>> START DOCUMENT SECTION
MY PERSONAL BRIGHT SIDES TO HAVING THIS CONDITION 

 

For the first few years of me writing and blogging online, I wrote articles about my personal struggles with that high-functioning form of autism known as Asperger’s Syndrome.

I wrote about being thought of by many as a little strange at best and an insensitive, annoying dork who doesn’t realize that he is at worst, consequently being bullied and shunned during my formative years.

I have also detailed how being an “aspie” has contributed to depriving me of the ability to keep a job for any significant length of time, due to my inability to work well or cooperate with co-workers who I feel interact with me in a “You’re an inferior” manner, as well as certain authority figures whose interactions with me had led me to see them as totalitarian oppressors.

It became clear many years ago that having this condition has been a struggle for me, in that milestones such as being married to a woman I love with 2.5 kids in suburbia, a four-bedroom ranch house, and a career that’s fulfilling to the point where I can’t wait to get out of bed every morning to go to work has seemingly been too difficult a goal to attain, while most of my non-autistic peers were achieving that “American Dream” with relative ease.

However…

Surprisingly enough, it’s not my intention to write a “Poor Me” dirge as I have written enough of those over the years.

As much as having Asperger’s has not been fun from a social standpoint, I realized some time ago that there have been, and are, some benefits that I have had in having AS.

With Asperger’s manifesting itself in various ways with various people – I often like to say that people who are aspies are like something that I’ve never seen due to living in sunny Southern California all of my life; snowflakes, as no two are exactly alike – here are the ways that AS has benefitted me:

 

1.   At the risk of sounding arrogant, it has led me to being academically ahead of many of my schoolmates during my elementary and junior high school years. I was reading at age two, tested at an 11th grade level in grammar and reading comprehension in sixth grade, and for the majority of my K-12 years was put in gifted and advanced placement classes.

In short, I was one of those smart kids, getting more than my share of A’s for the first eight or nine years of my schooling.

2.   Like other aspies, I had a complete fixation with certain things and subjects during my early days, the subject being maps and globes in my case.
>> END DOCUMENT SECTION
>> START EXTRACTED ENTRIES
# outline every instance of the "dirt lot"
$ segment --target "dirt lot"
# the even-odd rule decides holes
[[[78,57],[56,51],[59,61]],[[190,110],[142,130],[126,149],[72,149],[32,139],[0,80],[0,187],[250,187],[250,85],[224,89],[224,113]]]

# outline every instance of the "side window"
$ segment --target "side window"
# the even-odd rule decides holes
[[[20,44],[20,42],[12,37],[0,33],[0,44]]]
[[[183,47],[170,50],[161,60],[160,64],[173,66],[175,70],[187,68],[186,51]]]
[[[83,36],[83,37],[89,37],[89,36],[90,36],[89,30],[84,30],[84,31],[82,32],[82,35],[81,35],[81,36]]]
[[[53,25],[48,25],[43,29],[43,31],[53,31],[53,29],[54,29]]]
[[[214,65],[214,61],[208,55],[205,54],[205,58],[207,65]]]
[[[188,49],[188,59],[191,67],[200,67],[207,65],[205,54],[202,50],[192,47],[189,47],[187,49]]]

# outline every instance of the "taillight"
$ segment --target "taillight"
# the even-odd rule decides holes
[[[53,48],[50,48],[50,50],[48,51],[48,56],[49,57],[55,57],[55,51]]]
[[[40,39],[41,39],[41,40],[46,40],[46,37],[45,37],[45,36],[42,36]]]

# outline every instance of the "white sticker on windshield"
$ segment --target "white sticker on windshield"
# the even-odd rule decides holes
>> END EXTRACTED ENTRIES
Reproduce the Asperger's essay word for word, everything from "With Asperger’s manifesting" down to "of my schooling.". Rely on the Asperger's essay alone.

__ANSWER TO THIS TASK__
With Asperger’s manifesting itself in various ways with various people – I often like to say that people who are aspies are like something that I’ve never seen due to living in sunny Southern California all of my life; snowflakes, as no two are exactly alike – here are the ways that AS has benefitted me:

 

1.   At the risk of sounding arrogant, it has led me to being academically ahead of many of my schoolmates during my elementary and junior high school years. I was reading at age two, tested at an 11th grade level in grammar and reading comprehension in sixth grade, and for the majority of my K-12 years was put in gifted and advanced placement classes.

In short, I was one of those smart kids, getting more than my share of A’s for the first eight or nine years of my schooling.